** start of Entries shown **

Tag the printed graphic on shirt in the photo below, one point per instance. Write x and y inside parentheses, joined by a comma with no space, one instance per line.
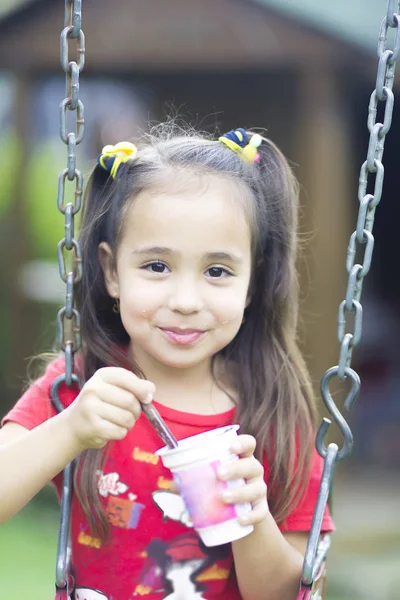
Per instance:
(124,512)
(89,594)
(109,484)
(172,507)
(87,540)
(143,456)
(179,567)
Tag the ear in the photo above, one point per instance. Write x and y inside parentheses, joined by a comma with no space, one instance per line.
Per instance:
(107,262)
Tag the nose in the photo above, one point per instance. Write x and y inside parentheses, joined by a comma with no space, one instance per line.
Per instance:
(185,296)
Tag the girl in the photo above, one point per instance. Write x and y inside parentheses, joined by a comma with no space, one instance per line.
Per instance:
(188,296)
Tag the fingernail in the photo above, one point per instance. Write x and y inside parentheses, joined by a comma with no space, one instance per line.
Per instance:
(148,398)
(222,472)
(227,496)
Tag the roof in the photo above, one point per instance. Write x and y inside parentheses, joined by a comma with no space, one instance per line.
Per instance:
(8,7)
(354,21)
(347,20)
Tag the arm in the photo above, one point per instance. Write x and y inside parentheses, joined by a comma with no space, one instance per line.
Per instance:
(105,410)
(268,566)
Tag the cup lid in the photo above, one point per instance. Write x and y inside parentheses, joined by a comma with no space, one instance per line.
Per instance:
(198,447)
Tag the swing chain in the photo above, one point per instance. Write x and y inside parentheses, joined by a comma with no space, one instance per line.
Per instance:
(69,261)
(361,244)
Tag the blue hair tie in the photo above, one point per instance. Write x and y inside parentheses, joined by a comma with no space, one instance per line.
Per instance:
(245,146)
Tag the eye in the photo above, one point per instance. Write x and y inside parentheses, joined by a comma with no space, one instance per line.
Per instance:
(218,273)
(155,267)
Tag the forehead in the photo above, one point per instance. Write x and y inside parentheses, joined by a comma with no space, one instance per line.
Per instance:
(201,211)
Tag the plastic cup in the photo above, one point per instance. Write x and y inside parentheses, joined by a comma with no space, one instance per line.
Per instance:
(194,465)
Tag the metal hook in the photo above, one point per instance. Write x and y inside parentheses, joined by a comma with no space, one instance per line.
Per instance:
(335,412)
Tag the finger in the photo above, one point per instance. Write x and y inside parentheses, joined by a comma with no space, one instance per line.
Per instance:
(248,468)
(116,416)
(116,396)
(244,445)
(255,516)
(252,492)
(124,378)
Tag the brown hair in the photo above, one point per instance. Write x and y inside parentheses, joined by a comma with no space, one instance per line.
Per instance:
(275,394)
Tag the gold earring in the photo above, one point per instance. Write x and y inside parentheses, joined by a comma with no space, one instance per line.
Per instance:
(116,306)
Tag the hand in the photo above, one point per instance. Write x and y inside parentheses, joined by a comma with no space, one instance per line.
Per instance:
(250,469)
(107,407)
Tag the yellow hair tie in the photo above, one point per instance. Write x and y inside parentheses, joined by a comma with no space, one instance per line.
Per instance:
(248,152)
(112,157)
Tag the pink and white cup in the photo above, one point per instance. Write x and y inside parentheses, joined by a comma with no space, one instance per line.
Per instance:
(194,465)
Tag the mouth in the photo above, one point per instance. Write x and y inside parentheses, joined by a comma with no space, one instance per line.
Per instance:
(182,337)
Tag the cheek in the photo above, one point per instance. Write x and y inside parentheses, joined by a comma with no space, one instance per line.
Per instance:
(230,307)
(138,301)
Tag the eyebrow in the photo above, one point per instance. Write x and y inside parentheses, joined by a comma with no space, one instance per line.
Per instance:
(162,250)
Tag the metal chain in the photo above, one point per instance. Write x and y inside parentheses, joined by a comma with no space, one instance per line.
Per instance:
(361,243)
(69,257)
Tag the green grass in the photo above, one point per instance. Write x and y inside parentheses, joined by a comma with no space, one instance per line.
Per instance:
(28,544)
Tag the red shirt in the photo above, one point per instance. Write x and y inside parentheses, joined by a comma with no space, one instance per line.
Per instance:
(153,551)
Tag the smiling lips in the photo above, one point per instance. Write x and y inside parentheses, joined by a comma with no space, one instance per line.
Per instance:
(182,337)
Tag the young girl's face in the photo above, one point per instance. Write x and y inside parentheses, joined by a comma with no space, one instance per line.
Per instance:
(182,271)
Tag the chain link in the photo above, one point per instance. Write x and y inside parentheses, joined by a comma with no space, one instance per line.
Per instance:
(69,255)
(371,174)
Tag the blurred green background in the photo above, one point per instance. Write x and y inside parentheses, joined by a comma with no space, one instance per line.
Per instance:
(305,72)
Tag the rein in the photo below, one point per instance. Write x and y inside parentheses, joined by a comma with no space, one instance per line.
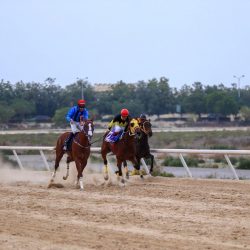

** end of Entries shown **

Goal of the exercise: Give the lines of the rows above as a numbered list, leaving out blank lines and the pictures.

Written answer:
1. Tag the printed graphic on shirt in the photo below, one point per instance. Write x and y inside parentheses, joined by a comma with no space, one instance per line.
2. Per instance:
3. (124,512)
4. (89,594)
5. (109,484)
6. (172,507)
7. (87,540)
8. (143,456)
9. (179,567)
10. Tag the ear in the photo above, one point per instance. Write x and y inside parentheses, joined by a comma with no space, one instance per line.
11. Per instance:
12. (107,262)
13. Tag the nose in the photo above, one point per instance. Write x and y inside parentheses, joined by a comma with no space, one instance per line.
14. Per instance:
15. (185,296)
16. Tag the girl in the photo above, one point per instance. Write x and y inside parentheses, joined by a comma with no space, one instance per line.
17. Per instance:
18. (188,296)
19. Tag the fingernail in the photo above, one point per instance. Write x and y inside parentheses, joined by a comma with no space, one instance per line.
20. Per instance:
21. (148,398)
22. (222,472)
23. (227,496)
24. Tag the roof in the photo above, one point per instance. Write x and y inside parentheses, joined by a comma with no space, one instance per line.
25. Per instance:
26. (8,7)
27. (354,21)
28. (347,20)
29. Tag the arm in the photo above, one point per instance. Write x and y inside parentheses, joined by a comma with no space, one instance per line.
30. Per instance:
31. (105,410)
32. (268,566)
33. Tag the cup lid in the photo above, one point per instance. Write x and y inside parentheses, joined by a comma with no space, one instance per line.
34. Per instance:
35. (198,447)
36. Tag the swing chain in the photo above, one point per instance. Write x and y inside parentheses, joined by a comma with no space, one instance per line.
37. Per instance:
38. (69,261)
39. (361,244)
40. Tag the blue hair tie in the photo above, one point per instance. Write x and y inside parentheses, joined by a comma with no space, one instance per line.
41. Per instance:
42. (245,146)
43. Tag the eye in the photo above, one point per instance. Write x and y inside parentheses, joined by a comma with no space, one instance per line.
44. Per instance:
45. (218,273)
46. (155,267)
47. Tag the forehead in the photo above, one point per instance. Write x and y inside parentheses, joined by a comma with no space, one instance per line.
48. Per instance:
49. (201,211)
50. Tag the plastic cup in the photo above, one point per instance. Write x and y inside parentheses, joined by a comma with no space, one instance per line.
51. Per instance:
52. (194,465)
53. Tag the metal hook in the photo above, one point per instance. Write x and y inside parentheses, joined by a comma with no space, one instance per line.
54. Per instance:
55. (335,412)
56. Tag the finger in the photo above, one point per instance. Write x and y inside parentheses, joined by a comma with no space, one instance per line.
57. Per instance:
58. (248,468)
59. (116,416)
60. (116,396)
61. (244,445)
62. (255,516)
63. (252,492)
64. (124,378)
65. Tag the brown hair in the photo above, one point per instance. Write x and y inside parentheses, joined by a comma with no space, one instance per line.
66. Per instance:
67. (275,394)
68. Tag the gold earring in the photo above, one point per instance. Write x and y inside parentheses, joined by a comma with no space, one instance per line.
69. Per instance:
70. (116,306)
71. Tag the hand in the photo above, one point per instance. Write x and y inside parentheses, joined by a comma with no space, one instance per line.
72. Per instance:
73. (250,469)
74. (107,407)
75. Tag the yellow hair tie in the photo above, one point per instance. Write x and y inside parentheses, joined by a comma with no space, one instance per line.
76. Per instance:
77. (248,152)
78. (112,157)
79. Tag the pink and white cup in the photo above, one point per instance. Write x and y inside parentheses, joined by a comma with no space, one instance per line.
80. Per instance:
81. (194,465)
82. Tag the mouth in the photo above, one point per instance. Write x and y inside parentheses, joined by a comma with no space, one instance per line.
83. Per instance:
84. (182,337)
85. Tag the cheek in the photo above, one point per instance. Write x and y inside parentheses, joined by a comma with no space, one instance per line.
86. Per instance:
87. (230,307)
88. (138,301)
89. Tag the eyebrow in the photo above, one point per instance. Write x and y inside parentheses, joined by a comma with no space, one instance per line.
90. Per instance:
91. (162,250)
92. Tag the metal chain in the photo above, one point per instance. Write x and y inside parentheses, joined by a comma with no space, one instance per line.
93. Per instance:
94. (361,243)
95. (69,257)
96. Tag the green grass in the photo above, one point per instance. Write x and y inside parentheses, joined by a comma with no space, one instance per line.
97. Per instance:
98. (28,544)
99. Tag the red shirt in the photo above, one point per instance. Write x and y inside parentheses, joined by a comma with no space, one instance per line.
100. Per instance:
101. (153,551)
102. Tag the smiling lips in the photo above, one point per instance. Write x and y inside parentheses, joined by a comma with no space, one instance per line.
103. Per instance:
104. (182,337)
105. Tag the young girl's face in the photo above, one point per instance. Write x and y inside parentheses, joined by a comma with no space, one instance per line.
106. Per instance:
107. (182,271)
108. Tag the chain link in the photo above, one point per instance. Write x and y inside parentheses, joined by a comma with no space, one instance per line.
109. Per instance:
110. (69,255)
111. (371,174)
112. Tag the blurred green background in the photo above, one point per instance. Write x and y inside parentheses, joined by a comma with no space, one instance per line.
113. Per instance:
114. (305,72)
115. Tag the rein in the photo below, one point per instance. Write x and y inside parentheses, joined by a comma with no space, one instance per line.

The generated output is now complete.